* **Supplied passage**:
[BEGIN]

It's done with VPADDQ Y0, Y1, Y0 instruction which reads
as Vector Packed ADD Quadword, i.e., 64-bit elements of vectors Y0 and Y1 are added
and the result is stored in Y0.
"Packed" signifies that the instruction operates on all the elements packed within the register,
i.e., it is not a scalar operation.
// VPADDQ Y0, Y1, Y0
asm.VPADDQ(vecLeft, vecRight, vecLeft)
Now Y0 contains [6, 8, 10, 12].
Adding half-vectors
We summarize the Y0 = [6, 8, 10, 12] vector by adding its halfes [6, 8] and [10, 12].
That's called a horizontal reduction summation.
[6, 8]
+
[10, 12]
=
[16, 20]
To do that, we can copy its left half (bits 128-255) to a 128-bit XMM vector register X1
using VEXTRACTI128 (Vector Extract Integer 128-bit) instruction.
Y0 = [6, 8, 10, 12]
⬇️ ⬇️
X1 = [6, 8]
The first operand $0x01 in VEXTRACTI128 $0x01, Y0, X1 is a control byte
that refers to extracting the upper 128-bit lane.
The second operand is the source YMM register (vecLeft in our avo program),
and the third one is an XMM register (we use vecRight.AsX()
which is the lower portion of vecRight register).
vecRightLow := vecRight.AsX()
// VEXTRACTI128 $0x01, Y0, X1
asm.VEXTRACTI128(operand.U8(1), vecLeft, vecRightLow)
Since X0 represents the right half of Y0, we can add X0 and X1
which by now contains the left half of Y0.
Y0 = [6, 8, 10, 12]
⬇️ ⬇️ [10, 12] = X0
X1 = [6, 8]
Go code looks familiar.
vecLeftLow := vecLeft.AsX()
// VPADDQ X0, X1, X0
asm.VPADDQ(vecLeftLow, vecRightLow, vecLeftLow)
At this point X0 contains [16, 20].
Our goal is to line up 16 with 20 to get our scalar result 36.
We can shift 16 right by 8 bytes since we're dealing with 64-bit integers.
Before: [16, 20]
➡️
After: [ 16] 20
The VPSRLDQ $0x08, X0, X1 instruction does that, i.e., it shifts X0 bits right,
fills the empty space with zeros, and stores the result in X1.
The addition instruction is the same VPADDQ X0, X1, X0.

[END]

* **Stored data**:
[BEGIN]

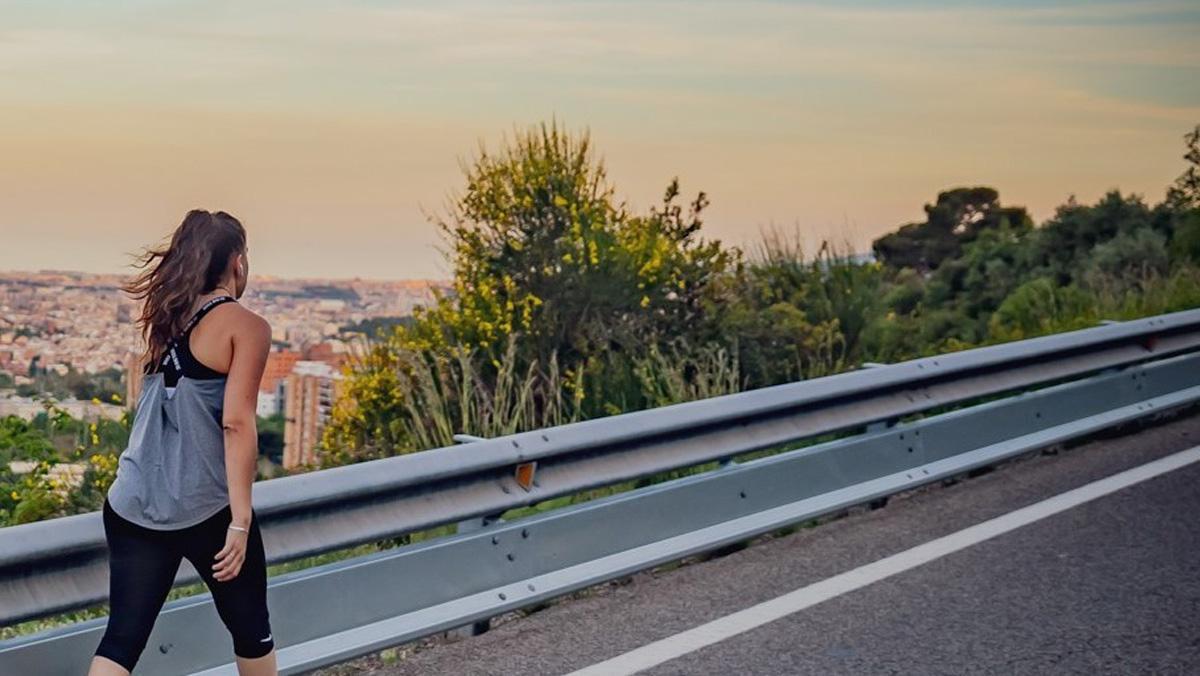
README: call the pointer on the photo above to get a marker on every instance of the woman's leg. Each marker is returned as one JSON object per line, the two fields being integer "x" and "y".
{"x": 142, "y": 566}
{"x": 241, "y": 602}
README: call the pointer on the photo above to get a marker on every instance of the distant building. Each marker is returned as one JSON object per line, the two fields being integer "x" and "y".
{"x": 310, "y": 392}
{"x": 270, "y": 389}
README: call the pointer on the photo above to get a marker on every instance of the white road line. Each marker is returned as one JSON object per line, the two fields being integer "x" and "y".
{"x": 721, "y": 628}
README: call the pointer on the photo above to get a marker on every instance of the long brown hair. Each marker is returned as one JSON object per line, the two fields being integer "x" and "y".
{"x": 186, "y": 268}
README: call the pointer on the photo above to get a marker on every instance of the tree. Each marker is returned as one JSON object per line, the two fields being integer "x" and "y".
{"x": 957, "y": 219}
{"x": 1186, "y": 192}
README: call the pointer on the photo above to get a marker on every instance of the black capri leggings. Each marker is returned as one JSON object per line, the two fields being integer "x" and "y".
{"x": 142, "y": 564}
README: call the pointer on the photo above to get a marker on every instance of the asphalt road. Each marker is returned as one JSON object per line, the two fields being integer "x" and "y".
{"x": 1110, "y": 586}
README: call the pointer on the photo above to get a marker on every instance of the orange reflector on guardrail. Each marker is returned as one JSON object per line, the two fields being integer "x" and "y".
{"x": 525, "y": 474}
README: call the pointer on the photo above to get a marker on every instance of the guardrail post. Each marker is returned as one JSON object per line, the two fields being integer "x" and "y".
{"x": 466, "y": 526}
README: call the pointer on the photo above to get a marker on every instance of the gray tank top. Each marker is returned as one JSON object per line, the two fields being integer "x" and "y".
{"x": 172, "y": 474}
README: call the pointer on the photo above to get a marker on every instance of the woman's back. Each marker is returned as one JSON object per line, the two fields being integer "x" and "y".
{"x": 172, "y": 474}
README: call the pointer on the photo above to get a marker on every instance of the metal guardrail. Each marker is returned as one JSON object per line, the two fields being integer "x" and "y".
{"x": 415, "y": 590}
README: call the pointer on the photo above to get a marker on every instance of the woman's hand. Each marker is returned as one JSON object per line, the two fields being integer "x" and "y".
{"x": 231, "y": 556}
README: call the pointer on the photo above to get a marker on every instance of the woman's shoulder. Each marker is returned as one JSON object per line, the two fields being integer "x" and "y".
{"x": 245, "y": 322}
{"x": 238, "y": 316}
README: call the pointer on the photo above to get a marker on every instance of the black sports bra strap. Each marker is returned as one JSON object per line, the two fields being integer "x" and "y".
{"x": 204, "y": 309}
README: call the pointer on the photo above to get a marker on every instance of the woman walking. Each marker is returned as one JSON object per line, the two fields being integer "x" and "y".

[END]

* **Problem**:
Reproduce the portion of the passage on vector addition in assembly above, starting with "vecRightLow := vecRight.AsX()" and going on through "vecLeftLow := vecLeft.AsX()".

* **Full solution**:
vecRightLow := vecRight.AsX()
// VEXTRACTI128 $0x01, Y0, X1
asm.VEXTRACTI128(operand.U8(1), vecLeft, vecRightLow)
Since X0 represents the right half of Y0, we can add X0 and X1
which by now contains the left half of Y0.
Y0 = [6, 8, 10, 12]
⬇️ ⬇️ [10, 12] = X0
X1 = [6, 8]
Go code looks familiar.
vecLeftLow := vecLeft.AsX()